* [TRY IT]:
Reproduce exactly the lines from the top of the records below through the line holding "point: stucco wall".

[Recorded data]

========================================================================

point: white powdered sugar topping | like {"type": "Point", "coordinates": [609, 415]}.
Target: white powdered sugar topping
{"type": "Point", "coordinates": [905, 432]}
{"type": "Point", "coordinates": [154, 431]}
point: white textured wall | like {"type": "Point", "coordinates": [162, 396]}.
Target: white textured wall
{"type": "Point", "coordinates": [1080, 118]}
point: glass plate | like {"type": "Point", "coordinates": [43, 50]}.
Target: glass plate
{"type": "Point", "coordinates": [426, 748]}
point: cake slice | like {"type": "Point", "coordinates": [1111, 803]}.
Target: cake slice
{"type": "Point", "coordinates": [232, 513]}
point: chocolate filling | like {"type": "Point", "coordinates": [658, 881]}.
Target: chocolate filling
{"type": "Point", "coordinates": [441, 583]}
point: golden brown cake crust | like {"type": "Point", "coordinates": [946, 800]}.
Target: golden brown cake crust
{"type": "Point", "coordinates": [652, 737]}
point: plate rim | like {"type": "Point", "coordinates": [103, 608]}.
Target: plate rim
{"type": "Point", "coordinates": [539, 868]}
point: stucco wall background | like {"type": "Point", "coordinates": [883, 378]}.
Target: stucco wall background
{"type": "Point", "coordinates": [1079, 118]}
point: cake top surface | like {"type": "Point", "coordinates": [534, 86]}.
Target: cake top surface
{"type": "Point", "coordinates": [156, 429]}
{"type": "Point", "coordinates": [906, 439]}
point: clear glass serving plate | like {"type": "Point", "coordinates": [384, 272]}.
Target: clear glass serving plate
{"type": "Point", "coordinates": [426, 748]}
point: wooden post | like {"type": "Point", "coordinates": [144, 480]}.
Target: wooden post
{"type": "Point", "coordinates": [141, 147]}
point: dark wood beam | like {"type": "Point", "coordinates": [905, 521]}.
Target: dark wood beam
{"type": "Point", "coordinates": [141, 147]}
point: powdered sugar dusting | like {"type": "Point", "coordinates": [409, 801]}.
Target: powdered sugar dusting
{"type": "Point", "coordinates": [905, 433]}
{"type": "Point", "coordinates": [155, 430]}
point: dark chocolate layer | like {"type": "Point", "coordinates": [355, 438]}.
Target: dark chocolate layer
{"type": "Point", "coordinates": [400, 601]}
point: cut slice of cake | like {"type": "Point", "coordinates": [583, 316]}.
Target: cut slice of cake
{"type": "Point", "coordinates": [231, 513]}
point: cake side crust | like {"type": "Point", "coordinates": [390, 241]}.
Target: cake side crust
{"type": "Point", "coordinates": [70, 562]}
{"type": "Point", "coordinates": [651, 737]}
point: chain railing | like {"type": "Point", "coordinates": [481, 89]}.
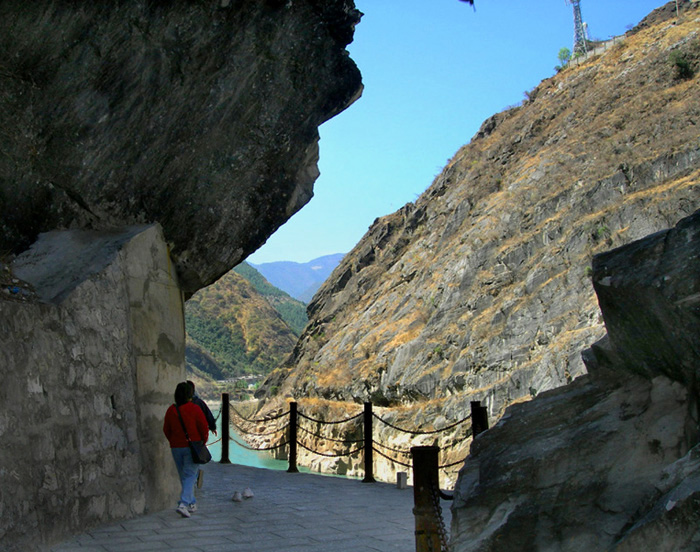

========================================================================

* [EXERCISE ANSWER]:
point: white powdered sugar topping | like {"type": "Point", "coordinates": [609, 415]}.
Target: white powdered sugar topping
{"type": "Point", "coordinates": [905, 432]}
{"type": "Point", "coordinates": [154, 431]}
point: white textured wall | like {"type": "Point", "coordinates": [162, 396]}.
Target: white textured wall
{"type": "Point", "coordinates": [1080, 118]}
point: glass plate | like {"type": "Point", "coordinates": [43, 50]}.
Target: glass plate
{"type": "Point", "coordinates": [426, 748]}
point: cake slice | like {"type": "Point", "coordinates": [1111, 803]}.
Target: cake slice
{"type": "Point", "coordinates": [232, 513]}
point: chocolate filling | like {"type": "Point", "coordinates": [658, 881]}.
Target: chocolate filling
{"type": "Point", "coordinates": [441, 583]}
point: golden brown cake crust | like {"type": "Point", "coordinates": [946, 800]}.
Target: golden brown cake crust
{"type": "Point", "coordinates": [652, 737]}
point: plate rim | like {"type": "Point", "coordinates": [103, 608]}.
Target: plate rim
{"type": "Point", "coordinates": [539, 868]}
point: stucco wall background | like {"type": "Point", "coordinates": [883, 378]}.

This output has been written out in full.